= WHAT IS ASKED =
Find each line in the entries below that contains the string "tree", and copy those lines. Matching is case-sensitive.
Start ROWS
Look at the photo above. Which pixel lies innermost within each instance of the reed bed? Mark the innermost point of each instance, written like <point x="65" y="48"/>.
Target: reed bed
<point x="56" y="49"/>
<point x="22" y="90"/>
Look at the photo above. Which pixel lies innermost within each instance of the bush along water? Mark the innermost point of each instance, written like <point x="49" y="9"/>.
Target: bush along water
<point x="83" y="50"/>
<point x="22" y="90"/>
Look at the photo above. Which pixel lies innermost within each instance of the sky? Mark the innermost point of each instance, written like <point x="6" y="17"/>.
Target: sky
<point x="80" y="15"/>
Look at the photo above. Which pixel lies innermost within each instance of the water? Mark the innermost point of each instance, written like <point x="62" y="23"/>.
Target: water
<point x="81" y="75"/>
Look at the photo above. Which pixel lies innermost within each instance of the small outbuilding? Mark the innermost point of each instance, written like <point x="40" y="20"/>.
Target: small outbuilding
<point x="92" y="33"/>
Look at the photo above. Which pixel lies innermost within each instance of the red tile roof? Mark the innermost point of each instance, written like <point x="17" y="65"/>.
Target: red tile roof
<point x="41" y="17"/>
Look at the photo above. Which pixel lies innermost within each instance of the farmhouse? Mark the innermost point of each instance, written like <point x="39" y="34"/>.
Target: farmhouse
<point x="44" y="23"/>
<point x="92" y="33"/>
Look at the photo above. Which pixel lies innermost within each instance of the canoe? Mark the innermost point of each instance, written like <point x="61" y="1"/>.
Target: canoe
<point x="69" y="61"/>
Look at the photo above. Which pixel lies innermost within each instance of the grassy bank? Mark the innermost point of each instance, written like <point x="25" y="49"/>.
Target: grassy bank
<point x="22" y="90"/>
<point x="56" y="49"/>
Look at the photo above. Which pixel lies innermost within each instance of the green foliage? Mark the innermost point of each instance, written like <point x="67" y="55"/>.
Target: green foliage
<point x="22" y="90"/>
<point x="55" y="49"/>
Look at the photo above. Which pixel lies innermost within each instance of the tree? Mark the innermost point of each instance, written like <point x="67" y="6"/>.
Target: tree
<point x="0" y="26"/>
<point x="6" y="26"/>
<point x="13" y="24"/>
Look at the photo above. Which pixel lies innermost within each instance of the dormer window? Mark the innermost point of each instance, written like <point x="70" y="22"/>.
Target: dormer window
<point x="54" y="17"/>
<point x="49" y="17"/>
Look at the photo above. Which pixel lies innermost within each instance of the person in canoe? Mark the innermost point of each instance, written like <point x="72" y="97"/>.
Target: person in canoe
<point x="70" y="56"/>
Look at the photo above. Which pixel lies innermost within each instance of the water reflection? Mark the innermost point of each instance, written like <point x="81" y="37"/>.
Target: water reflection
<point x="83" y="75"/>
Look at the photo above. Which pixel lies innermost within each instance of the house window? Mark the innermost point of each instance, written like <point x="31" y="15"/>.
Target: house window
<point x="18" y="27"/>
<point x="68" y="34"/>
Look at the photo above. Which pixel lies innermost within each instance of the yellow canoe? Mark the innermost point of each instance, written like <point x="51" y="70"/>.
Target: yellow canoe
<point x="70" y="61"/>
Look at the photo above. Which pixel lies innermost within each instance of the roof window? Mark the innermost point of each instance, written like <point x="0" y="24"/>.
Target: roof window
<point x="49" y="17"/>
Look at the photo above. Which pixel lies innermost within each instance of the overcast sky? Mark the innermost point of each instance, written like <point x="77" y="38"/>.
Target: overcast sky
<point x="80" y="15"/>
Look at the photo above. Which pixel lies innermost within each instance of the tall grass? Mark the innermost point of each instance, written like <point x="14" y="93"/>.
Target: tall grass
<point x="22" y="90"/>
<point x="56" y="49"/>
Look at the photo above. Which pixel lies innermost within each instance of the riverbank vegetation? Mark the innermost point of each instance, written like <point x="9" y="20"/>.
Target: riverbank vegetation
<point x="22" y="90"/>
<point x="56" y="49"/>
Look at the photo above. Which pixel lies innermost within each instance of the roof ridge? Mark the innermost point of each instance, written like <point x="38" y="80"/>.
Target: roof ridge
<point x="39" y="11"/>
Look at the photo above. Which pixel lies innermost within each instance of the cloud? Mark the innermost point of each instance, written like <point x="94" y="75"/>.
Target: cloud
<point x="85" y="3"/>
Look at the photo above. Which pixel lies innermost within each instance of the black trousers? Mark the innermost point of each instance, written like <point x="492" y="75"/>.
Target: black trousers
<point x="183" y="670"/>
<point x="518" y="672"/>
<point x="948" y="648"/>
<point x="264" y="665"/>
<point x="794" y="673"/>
End ROWS
Start ROWS
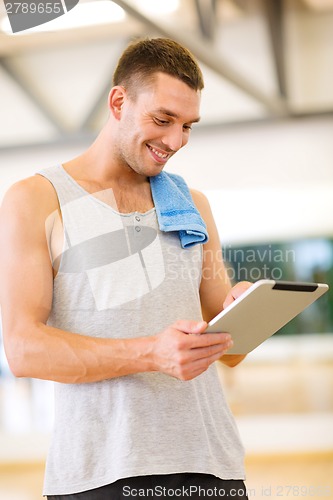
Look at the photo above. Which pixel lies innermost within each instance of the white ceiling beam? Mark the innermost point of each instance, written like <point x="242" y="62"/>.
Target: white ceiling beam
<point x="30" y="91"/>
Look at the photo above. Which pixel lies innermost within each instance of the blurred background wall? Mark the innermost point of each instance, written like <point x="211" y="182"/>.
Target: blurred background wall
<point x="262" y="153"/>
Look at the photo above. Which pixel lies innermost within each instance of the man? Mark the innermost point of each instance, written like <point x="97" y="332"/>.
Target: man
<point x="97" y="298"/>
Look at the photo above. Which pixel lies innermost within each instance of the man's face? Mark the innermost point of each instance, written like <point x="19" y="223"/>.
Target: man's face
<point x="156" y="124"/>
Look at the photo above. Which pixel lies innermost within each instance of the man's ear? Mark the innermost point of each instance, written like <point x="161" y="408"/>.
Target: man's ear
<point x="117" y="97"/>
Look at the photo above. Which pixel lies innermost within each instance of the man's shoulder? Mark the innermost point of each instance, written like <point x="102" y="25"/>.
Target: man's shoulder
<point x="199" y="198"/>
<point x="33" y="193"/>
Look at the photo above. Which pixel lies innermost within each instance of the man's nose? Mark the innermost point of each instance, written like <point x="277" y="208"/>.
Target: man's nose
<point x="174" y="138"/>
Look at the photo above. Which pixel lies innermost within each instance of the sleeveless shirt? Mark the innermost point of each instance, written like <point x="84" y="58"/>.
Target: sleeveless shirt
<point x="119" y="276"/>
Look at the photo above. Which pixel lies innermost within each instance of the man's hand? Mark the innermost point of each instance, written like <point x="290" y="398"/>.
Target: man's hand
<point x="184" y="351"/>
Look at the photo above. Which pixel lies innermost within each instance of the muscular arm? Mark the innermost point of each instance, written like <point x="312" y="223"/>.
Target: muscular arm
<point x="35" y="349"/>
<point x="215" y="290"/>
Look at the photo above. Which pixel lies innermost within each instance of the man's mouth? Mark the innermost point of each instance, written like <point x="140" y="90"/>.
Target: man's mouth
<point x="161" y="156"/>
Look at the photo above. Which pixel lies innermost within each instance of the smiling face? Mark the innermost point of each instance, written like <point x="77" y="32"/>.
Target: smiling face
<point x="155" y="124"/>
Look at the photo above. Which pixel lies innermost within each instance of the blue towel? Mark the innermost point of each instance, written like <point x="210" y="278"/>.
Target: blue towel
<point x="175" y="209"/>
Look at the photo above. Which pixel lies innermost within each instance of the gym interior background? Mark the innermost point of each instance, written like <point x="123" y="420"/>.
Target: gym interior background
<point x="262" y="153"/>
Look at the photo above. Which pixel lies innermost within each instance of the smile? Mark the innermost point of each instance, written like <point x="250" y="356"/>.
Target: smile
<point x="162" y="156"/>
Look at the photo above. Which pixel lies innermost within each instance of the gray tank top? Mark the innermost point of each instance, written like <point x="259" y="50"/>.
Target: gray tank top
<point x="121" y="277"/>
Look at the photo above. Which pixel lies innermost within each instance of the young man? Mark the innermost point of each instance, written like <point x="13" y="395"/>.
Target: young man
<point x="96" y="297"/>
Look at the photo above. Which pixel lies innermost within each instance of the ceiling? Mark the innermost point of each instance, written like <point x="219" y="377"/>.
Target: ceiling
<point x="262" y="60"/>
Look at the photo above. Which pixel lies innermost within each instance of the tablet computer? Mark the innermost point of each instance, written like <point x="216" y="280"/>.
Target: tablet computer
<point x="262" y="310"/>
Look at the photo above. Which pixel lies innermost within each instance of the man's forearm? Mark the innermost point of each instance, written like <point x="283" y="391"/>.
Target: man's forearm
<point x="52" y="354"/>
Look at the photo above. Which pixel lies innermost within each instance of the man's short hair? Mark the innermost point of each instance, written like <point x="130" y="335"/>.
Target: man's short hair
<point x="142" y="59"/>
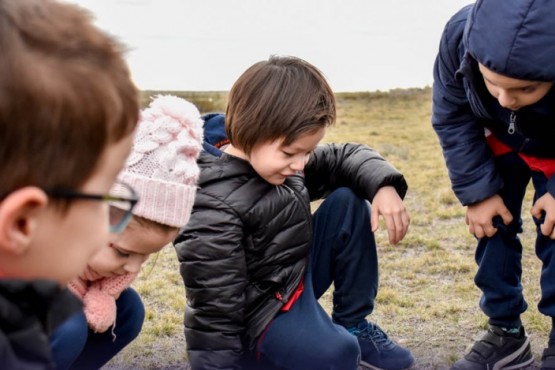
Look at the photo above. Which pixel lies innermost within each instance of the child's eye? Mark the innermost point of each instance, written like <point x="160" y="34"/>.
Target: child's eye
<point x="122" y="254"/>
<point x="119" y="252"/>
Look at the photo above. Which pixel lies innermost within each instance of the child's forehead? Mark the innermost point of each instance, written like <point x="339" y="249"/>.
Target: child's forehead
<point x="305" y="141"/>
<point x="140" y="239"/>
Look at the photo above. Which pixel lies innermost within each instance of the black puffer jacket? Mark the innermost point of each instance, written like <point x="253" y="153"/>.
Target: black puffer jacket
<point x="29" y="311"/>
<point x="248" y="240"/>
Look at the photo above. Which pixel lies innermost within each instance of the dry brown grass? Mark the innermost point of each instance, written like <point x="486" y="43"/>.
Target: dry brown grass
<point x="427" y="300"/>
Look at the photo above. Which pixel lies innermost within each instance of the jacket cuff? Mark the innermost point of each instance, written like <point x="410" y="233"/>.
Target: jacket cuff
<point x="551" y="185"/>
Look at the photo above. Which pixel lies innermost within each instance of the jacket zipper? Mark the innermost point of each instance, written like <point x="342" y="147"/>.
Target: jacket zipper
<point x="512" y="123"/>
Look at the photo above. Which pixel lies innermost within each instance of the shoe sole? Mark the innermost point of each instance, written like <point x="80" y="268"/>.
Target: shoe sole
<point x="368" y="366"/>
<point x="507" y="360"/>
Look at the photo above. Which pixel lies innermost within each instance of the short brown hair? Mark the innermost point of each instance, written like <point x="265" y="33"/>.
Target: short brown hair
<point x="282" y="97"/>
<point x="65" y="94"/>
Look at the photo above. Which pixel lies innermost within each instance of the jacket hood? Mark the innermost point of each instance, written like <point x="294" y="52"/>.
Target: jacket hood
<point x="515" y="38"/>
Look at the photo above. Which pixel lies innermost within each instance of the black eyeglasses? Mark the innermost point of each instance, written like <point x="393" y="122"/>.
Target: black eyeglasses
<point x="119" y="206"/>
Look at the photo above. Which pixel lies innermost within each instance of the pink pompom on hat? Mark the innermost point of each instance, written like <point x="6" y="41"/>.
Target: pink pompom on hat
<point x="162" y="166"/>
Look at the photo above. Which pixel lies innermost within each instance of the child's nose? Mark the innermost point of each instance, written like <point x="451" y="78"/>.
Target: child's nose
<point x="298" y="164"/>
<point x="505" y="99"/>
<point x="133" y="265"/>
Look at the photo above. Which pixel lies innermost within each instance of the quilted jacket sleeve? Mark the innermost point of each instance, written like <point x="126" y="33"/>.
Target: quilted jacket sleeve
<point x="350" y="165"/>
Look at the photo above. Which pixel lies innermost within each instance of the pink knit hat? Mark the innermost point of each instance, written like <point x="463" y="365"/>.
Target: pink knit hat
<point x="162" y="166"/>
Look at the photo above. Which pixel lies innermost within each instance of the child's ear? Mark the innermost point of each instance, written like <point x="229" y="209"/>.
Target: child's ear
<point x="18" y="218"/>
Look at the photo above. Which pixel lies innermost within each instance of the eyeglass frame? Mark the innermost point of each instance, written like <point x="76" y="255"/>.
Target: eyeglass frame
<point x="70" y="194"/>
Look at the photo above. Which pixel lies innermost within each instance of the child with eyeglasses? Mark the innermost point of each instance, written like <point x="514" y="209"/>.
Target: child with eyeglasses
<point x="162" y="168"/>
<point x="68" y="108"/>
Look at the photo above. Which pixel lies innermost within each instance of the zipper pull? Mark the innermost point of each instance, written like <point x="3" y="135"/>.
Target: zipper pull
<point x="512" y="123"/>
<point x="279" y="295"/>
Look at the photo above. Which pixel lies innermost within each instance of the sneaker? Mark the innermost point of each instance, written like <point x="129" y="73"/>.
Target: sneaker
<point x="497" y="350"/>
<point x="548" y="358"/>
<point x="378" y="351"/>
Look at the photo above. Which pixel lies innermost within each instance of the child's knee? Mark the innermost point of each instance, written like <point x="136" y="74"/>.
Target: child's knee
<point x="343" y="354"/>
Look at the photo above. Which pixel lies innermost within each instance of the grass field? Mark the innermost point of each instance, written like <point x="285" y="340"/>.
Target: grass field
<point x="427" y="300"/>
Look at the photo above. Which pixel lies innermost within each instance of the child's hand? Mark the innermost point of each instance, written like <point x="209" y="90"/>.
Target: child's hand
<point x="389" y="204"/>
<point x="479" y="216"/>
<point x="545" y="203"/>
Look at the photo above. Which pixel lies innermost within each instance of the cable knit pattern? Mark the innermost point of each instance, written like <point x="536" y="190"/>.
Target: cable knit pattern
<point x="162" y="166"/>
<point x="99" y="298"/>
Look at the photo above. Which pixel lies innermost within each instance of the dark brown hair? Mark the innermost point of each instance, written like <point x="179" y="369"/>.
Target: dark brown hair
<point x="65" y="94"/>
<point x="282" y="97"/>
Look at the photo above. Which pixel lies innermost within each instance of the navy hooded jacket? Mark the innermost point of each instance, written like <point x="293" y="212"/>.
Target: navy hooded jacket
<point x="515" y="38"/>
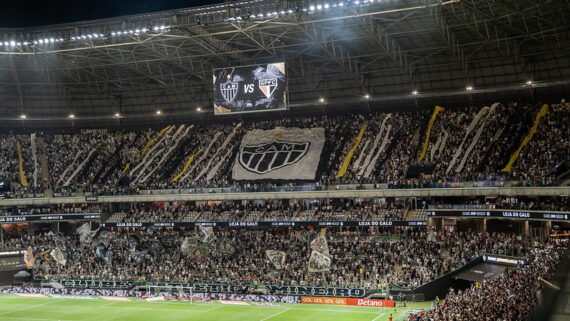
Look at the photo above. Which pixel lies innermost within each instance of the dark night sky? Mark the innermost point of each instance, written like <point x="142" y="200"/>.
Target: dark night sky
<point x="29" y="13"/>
End ROWS
= WRITTEN SOLUTION =
Look at the photo above. Which pixel lies innermost within each instance of the tree? Mark the innermost point of each instance, written like <point x="67" y="6"/>.
Target: tree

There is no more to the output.